» YOUR TASK
Can you recast all the items below as a numbered list, leaving out blank lines and the pictures?

» DATA EXCERPTS
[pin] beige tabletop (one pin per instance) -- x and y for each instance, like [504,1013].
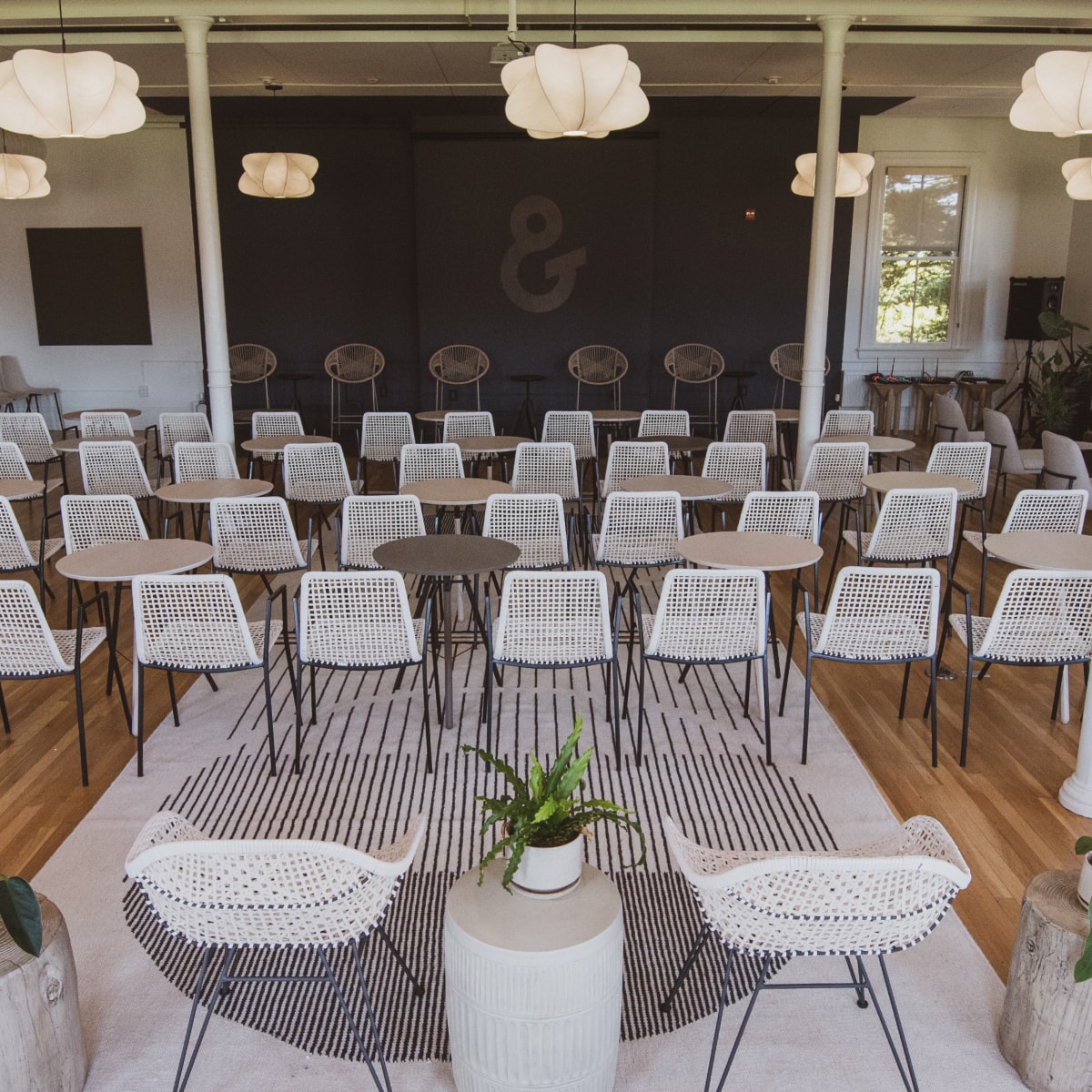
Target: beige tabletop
[1042,550]
[207,490]
[71,443]
[688,486]
[454,490]
[749,550]
[21,489]
[119,561]
[276,445]
[917,480]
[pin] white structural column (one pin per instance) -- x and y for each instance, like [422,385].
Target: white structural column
[834,28]
[196,33]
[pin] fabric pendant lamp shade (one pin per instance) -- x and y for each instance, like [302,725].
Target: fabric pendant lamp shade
[852,180]
[86,94]
[561,92]
[1057,96]
[1078,178]
[278,175]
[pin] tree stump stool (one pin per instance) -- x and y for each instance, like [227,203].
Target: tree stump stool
[1046,1024]
[41,1036]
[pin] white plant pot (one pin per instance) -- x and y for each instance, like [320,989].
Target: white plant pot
[550,872]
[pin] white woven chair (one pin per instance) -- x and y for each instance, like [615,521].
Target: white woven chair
[1063,464]
[366,522]
[554,622]
[874,900]
[599,366]
[1042,618]
[255,535]
[350,365]
[197,625]
[707,616]
[359,622]
[458,366]
[382,438]
[315,895]
[1059,511]
[876,616]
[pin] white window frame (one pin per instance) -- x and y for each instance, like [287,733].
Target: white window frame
[960,163]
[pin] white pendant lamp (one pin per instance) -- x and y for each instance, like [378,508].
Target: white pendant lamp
[1078,178]
[1057,96]
[86,94]
[852,179]
[22,167]
[278,174]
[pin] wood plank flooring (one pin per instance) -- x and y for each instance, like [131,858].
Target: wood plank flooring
[1002,809]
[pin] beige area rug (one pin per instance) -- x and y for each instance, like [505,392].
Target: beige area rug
[364,779]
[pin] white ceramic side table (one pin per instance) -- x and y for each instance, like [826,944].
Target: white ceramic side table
[533,986]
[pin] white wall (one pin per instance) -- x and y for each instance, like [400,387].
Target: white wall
[1020,225]
[137,179]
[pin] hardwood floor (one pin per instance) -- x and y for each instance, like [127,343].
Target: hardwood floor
[1002,809]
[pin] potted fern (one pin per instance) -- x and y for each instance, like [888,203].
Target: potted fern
[544,822]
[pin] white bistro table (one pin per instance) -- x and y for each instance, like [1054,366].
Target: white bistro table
[533,986]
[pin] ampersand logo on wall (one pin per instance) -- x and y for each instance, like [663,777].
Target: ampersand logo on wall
[529,239]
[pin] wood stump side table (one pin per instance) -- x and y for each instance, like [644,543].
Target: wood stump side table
[533,986]
[41,1036]
[1046,1032]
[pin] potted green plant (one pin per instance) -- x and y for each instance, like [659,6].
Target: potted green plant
[544,820]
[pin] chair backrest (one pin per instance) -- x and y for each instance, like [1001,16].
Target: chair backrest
[383,435]
[12,463]
[693,363]
[110,467]
[93,521]
[276,423]
[970,460]
[203,461]
[710,615]
[571,426]
[196,622]
[27,645]
[423,461]
[254,534]
[882,614]
[745,426]
[96,424]
[534,522]
[369,521]
[872,900]
[1058,511]
[312,893]
[632,459]
[354,363]
[664,423]
[546,468]
[460,425]
[1063,464]
[316,473]
[554,618]
[355,620]
[849,423]
[782,513]
[1041,616]
[741,465]
[915,525]
[834,470]
[32,435]
[640,529]
[183,429]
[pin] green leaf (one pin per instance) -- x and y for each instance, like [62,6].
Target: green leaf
[21,913]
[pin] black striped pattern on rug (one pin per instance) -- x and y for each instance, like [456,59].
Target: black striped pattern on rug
[364,780]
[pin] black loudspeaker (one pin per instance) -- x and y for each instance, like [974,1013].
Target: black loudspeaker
[1029,296]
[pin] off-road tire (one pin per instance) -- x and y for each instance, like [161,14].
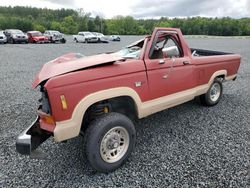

» PROBLEM SOLUTION
1. [pin] beige tabletop (one pin per instance) -- x and y for each instance, like [504,1013].
2. Target: beige tabletop
3. [1042,550]
4. [207,490]
5. [71,443]
6. [688,486]
7. [454,490]
8. [749,550]
9. [21,489]
10. [119,561]
11. [276,445]
12. [917,480]
13. [pin] white structural column (one pin per instance) -- x and y for each instance, like [422,385].
14. Target: white structural column
15. [834,28]
16. [196,33]
17. [pin] fabric pendant lamp shade (one pin per instance) -- x and y for each instance, like [302,725].
18. Target: fabric pendant lamp shade
19. [852,180]
20. [86,94]
21. [561,92]
22. [1057,96]
23. [1078,178]
24. [278,175]
25. [pin] tree stump stool (one pin per instance) -- x and y for each instance, like [227,203].
26. Target: tree stump stool
27. [1046,1024]
28. [41,1036]
29. [pin] white plant pot (one pin per instance) -- x and y for each instance, like [320,989].
30. Target: white plant pot
31. [550,872]
32. [pin] white woven chair (one pin per instance) -- x and y for each instance, like [615,521].
33. Target: white woven chair
34. [1063,464]
35. [366,522]
36. [554,622]
37. [874,900]
38. [599,366]
39. [1042,618]
40. [255,535]
41. [350,365]
42. [197,625]
43. [707,616]
44. [359,622]
45. [458,366]
46. [382,438]
47. [315,895]
48. [1059,511]
49. [876,616]
50. [pin] white window frame (one pin per instance) -- x and y for each instance, like [287,733].
51. Target: white window frame
52. [960,163]
53. [pin] white pendant lamp (one pin per instance) -- x and y for each instance, like [378,508].
54. Target: white pendant lamp
55. [1078,178]
56. [1057,96]
57. [86,94]
58. [852,179]
59. [22,167]
60. [278,174]
61. [pin] wood plank flooring (one pin per instance) -- x and y for each instance, like [131,858].
62. Target: wood plank flooring
63. [1002,809]
64. [pin] beige area rug (one pin per instance) -- x and y for each instance, like [505,392].
65. Target: beige area rug
66. [364,779]
67. [pin] white ceramic side table (one pin per instance) -- x and y for each instance, like [826,944].
68. Target: white ceramic side table
69. [533,986]
70. [pin] white wall (one pin per instance) -- x and y for each instance, like [400,387].
71. Target: white wall
72. [1020,225]
73. [137,179]
74. [pin] hardwood floor (one pin per instance) -- x and y for each instance, like [127,343].
75. Target: hardwood floor
76. [1002,809]
77. [pin] potted fern (one pin per instance) -- x and y for each instance, like [888,203].
78. Target: potted fern
79. [544,822]
80. [pin] white bistro table (one pin per instance) -- x and y for each instance, like [1054,366].
81. Target: white bistro table
82. [533,986]
83. [pin] ampersand logo on wall (one pin per instance) -- x and y for each instance, like [663,777].
84. Target: ampersand logo on wall
85. [529,239]
86. [pin] wood stump side table (one pin per instance) -- x and y for each instance, like [644,543].
87. Target: wood stump side table
88. [533,986]
89. [41,1036]
90. [1046,1032]
91. [pin] potted green plant (one pin per instance) -- x and y for each instance, like [659,6].
92. Target: potted green plant
93. [544,820]
94. [pin] chair backrest (one pin per instance) -- x and y for each instance, like [1001,16].
95. Target: chair backrest
96. [383,435]
97. [12,463]
98. [693,363]
99. [110,467]
100. [93,521]
101. [276,423]
102. [970,460]
103. [203,461]
104. [710,615]
105. [571,426]
106. [196,622]
107. [27,645]
108. [423,461]
109. [254,534]
110. [882,614]
111. [745,426]
112. [96,424]
113. [534,522]
114. [369,521]
115. [872,900]
116. [1058,511]
117. [312,893]
118. [632,459]
119. [354,363]
120. [664,423]
121. [546,468]
122. [460,425]
123. [1063,464]
124. [316,473]
125. [554,618]
126. [355,620]
127. [849,423]
128. [782,513]
129. [1041,616]
130. [741,465]
131. [915,525]
132. [834,470]
133. [32,435]
134. [640,529]
135. [183,429]
136. [pin] green leaf (one pin per instance) -- x and y for each instance, like [62,6].
137. Target: green leaf
138. [21,913]
139. [pin] black striped pattern on rug (one pin per instance) -- x and y for each instance, like [456,59].
140. Target: black striped pattern on rug
141. [364,780]
142. [pin] black loudspeaker (one pin per instance) -- x and y for each instance, like [974,1013].
143. Target: black loudspeaker
144. [1029,296]
145. [pin] off-road tire (one pin per instance) -- x and y for each instance, like [161,14].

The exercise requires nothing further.